### Document

En d’autres termes, il s’agit d’intégrer et d’atteindre les Objectifs du développement durable – il y a 17 ODD, qui sont fondés sur les 3 dimensions du développement durable : environnement, social et économique – de l’agenda 2030 (celui-ci comporte 5 piliers : planète, population, prospérité, paix et partenariats) en renforçant leurs liens avec la mise en œuvre de la Responsabilité sociétale (RS des organisations / entreprises).
Tout cela est certes de bon sens, mais c’est sans doute encore un peu complexe pour qui – en France comme dans les autres pays dits « développés » – n’est pas déjà versé dans cette matière du développement durable, surtout quand on vient y ajouter d’autres outils techniques et rébarbatifs comme la directive CSRD et les critères ESG.

### Consigne 1
Reformulez sous forme de liste le paragraphe du texte sur le développement durable qui commence par « En d’autres termes », en conservant ses faits principaux.
### Consigne 2
Traduisez en anglais cette phrase du texte sur le développement durable : « Tout cela est certes de bon sens, mais c’est sans doute encore un peu complexe pour qui – en France comme dans les autres pays dits “développés” – n’est pas déjà versé dans cette matière du développement durable, surtout quand on vient y ajouter d’autres outils techniques et rébarbatifs comme la directive CSRD et les critères ESG. »
### Consigne 3
Poursuivez le texte sur le développement durable à partir de sa dernière phrase.

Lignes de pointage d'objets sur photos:
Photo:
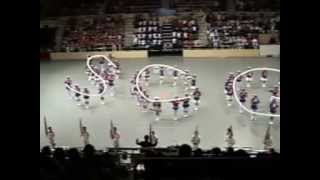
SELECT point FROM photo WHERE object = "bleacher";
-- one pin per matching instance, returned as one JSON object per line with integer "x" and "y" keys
{"x": 195, "y": 5}
{"x": 153, "y": 163}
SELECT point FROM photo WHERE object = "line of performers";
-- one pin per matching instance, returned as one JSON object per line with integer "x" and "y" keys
{"x": 151, "y": 139}
{"x": 274, "y": 102}
{"x": 106, "y": 71}
{"x": 190, "y": 90}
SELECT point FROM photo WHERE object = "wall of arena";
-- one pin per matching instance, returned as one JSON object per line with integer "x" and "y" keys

### Résultat 1
- Objectif : intégrer et atteindre les 17 Objectifs du développement durable (ODD) de l’agenda 2030.
- Les ODD reposent sur les 3 dimensions du développement durable : environnement, social et économique.
- L’agenda 2030 comporte 5 piliers : planète, population, prospérité, paix et partenariats.
- Moyen : renforcer les liens des ODD avec la mise en œuvre de la Responsabilité sociétale des organisations et des entreprises.

### Résultat 2
All of this is certainly common sense, but it is probably still somewhat complex for anyone who, in France as in the other so-called "developed" countries, is not already versed in the field of sustainable development, especially when other technical and off-putting tools such as the CSRD directive and the ESG criteria are added to it.

### Résultat 3
Aussi, ne serait-ce qu’en comparaison avec l’Europe, cette notion de durabilité est somme toute relativement nouvelle en Afrique, où les mentalités doivent encore très largement évoluer par rapport à des questions sociétales et environnementales qui impliquent notamment un surcroît de transparence, d’adaptabilité et de participation / coopération pour le développement local / global…
Or, même si des progrès sont en cours, y compris en termes de réglementation, le continent africain – dans sa globalité – n’est pas parvenu à ce « nouveau modèle économique » que certains particulièrement malintentionnés qualifient d’ailleurs de « colonialisme vert ».
Pourtant, on soulignera qu’il s’agit bien là d’une approche absolument pertinente, en particulier pour les entreprises africaines qui peuvent ainsi mieux apprécier les enjeux, risques, opportunités et bénéfices qu’elles endurent / engrangent grâce à leur démarche de croissance responsable et durable, en particulier à l’export où elles veulent conclure des partenariats harmonieux et équilibrés avec des opérateurs européens.
Pour que l’état d’esprit des opérateurs africains soit mieux orienté vers le souci de préservation de l’intérêt commun de la planète, il convient donc d’organiser des actions de formation en direction des gouvernances d’entreprises ou organisations, pour parvenir à une amélioration d’ensemble du climat des affaires sur le continent, ainsi qu’à la responsabilité et la durabilité de chacun des opérateurs économiques qui sont présents.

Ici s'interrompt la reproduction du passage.